Dataset items about where objects are located:
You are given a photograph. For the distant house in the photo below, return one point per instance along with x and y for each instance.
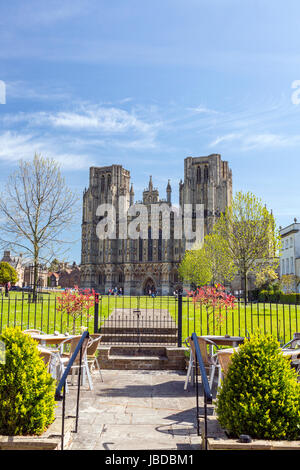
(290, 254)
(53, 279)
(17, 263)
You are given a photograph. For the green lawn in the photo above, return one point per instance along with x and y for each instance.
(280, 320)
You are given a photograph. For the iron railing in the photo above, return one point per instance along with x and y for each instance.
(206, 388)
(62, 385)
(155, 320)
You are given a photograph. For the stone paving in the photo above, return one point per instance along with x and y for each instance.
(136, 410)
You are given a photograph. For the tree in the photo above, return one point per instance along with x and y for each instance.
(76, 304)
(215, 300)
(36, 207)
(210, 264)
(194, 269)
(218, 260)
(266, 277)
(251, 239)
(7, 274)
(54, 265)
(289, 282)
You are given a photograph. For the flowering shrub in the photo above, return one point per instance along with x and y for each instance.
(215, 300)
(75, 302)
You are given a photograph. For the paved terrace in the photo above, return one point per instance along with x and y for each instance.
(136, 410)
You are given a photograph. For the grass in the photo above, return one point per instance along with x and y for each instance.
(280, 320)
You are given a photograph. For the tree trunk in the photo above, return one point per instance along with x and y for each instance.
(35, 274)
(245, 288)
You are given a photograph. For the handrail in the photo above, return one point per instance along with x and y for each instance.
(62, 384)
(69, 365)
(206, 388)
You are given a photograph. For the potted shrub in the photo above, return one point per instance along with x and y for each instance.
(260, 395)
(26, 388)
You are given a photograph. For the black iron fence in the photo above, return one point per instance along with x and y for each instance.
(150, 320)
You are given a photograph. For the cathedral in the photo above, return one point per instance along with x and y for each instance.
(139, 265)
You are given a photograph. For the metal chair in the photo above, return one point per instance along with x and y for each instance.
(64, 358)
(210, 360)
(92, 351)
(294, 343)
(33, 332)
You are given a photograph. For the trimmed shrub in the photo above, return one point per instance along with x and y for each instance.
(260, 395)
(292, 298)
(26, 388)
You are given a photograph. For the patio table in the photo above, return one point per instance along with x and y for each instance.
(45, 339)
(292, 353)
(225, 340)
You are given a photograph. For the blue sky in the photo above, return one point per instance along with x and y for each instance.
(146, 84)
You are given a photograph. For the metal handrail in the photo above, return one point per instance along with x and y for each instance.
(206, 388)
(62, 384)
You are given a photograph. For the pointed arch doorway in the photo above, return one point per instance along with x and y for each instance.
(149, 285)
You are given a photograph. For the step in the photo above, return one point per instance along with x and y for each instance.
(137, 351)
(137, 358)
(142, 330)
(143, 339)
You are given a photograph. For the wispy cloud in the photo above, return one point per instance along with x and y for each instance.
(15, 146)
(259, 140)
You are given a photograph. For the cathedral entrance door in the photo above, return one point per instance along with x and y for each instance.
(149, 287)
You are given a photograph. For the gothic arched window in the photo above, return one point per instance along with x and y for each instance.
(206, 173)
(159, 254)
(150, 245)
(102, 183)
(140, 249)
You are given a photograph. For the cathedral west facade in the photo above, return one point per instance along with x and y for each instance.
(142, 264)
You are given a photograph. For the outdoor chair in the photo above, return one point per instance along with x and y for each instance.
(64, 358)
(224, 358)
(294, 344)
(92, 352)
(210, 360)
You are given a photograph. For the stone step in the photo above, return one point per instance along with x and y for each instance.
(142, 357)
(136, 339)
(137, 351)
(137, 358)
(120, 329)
--
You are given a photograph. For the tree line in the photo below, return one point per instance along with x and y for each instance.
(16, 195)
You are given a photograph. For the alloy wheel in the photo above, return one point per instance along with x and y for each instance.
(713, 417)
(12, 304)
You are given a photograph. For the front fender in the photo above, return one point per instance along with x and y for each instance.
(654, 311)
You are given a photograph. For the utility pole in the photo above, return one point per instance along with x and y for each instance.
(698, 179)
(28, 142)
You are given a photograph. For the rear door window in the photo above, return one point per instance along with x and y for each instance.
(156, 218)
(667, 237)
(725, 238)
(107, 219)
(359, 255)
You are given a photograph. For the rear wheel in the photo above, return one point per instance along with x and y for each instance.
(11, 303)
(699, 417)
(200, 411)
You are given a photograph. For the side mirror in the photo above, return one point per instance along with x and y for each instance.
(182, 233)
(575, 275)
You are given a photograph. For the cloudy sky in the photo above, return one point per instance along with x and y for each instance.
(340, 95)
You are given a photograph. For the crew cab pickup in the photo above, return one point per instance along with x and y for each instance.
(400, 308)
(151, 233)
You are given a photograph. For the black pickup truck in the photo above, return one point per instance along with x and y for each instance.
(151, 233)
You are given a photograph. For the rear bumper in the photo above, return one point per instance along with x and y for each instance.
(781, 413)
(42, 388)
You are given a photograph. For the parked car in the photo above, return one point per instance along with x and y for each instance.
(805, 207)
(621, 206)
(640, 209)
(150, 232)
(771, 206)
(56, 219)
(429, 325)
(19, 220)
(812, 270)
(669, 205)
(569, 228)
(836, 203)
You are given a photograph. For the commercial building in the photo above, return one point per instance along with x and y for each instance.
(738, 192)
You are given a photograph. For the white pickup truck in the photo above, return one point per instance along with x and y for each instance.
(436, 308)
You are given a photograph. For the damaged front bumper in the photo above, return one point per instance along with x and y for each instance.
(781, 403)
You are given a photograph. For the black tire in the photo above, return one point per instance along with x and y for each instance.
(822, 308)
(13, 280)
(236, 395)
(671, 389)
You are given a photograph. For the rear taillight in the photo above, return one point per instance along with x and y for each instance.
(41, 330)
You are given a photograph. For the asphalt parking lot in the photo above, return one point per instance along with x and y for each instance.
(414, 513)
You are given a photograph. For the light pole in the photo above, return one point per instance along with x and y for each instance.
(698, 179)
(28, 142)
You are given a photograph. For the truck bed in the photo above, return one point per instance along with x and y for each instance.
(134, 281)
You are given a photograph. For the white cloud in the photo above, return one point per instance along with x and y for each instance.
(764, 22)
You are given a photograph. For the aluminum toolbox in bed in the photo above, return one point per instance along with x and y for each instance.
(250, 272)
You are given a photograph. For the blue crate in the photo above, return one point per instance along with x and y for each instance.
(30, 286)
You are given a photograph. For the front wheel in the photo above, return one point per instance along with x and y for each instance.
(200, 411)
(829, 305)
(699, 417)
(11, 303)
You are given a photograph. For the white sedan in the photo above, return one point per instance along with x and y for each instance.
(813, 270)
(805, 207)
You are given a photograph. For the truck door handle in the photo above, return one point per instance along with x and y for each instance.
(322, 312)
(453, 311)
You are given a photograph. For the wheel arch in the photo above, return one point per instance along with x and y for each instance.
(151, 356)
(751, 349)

→ **The problem**: Which lines in the items above contain the word "truck"? Gather each of them and copy it out in full.

→ **Result**:
You are given a photograph. For the black pickup truck in the photo above, return one point per instance along with x and y for each instance.
You are given a photograph. For the white pickup truck in the photo above, return one point per instance along with x and y for each instance.
You are given a photograph. For the truck bed in the photo above, return one point per instance along with x and y for each instance.
You are given a photograph. For the truck door handle in the photo above, return one point per instance along with x and y for each instance.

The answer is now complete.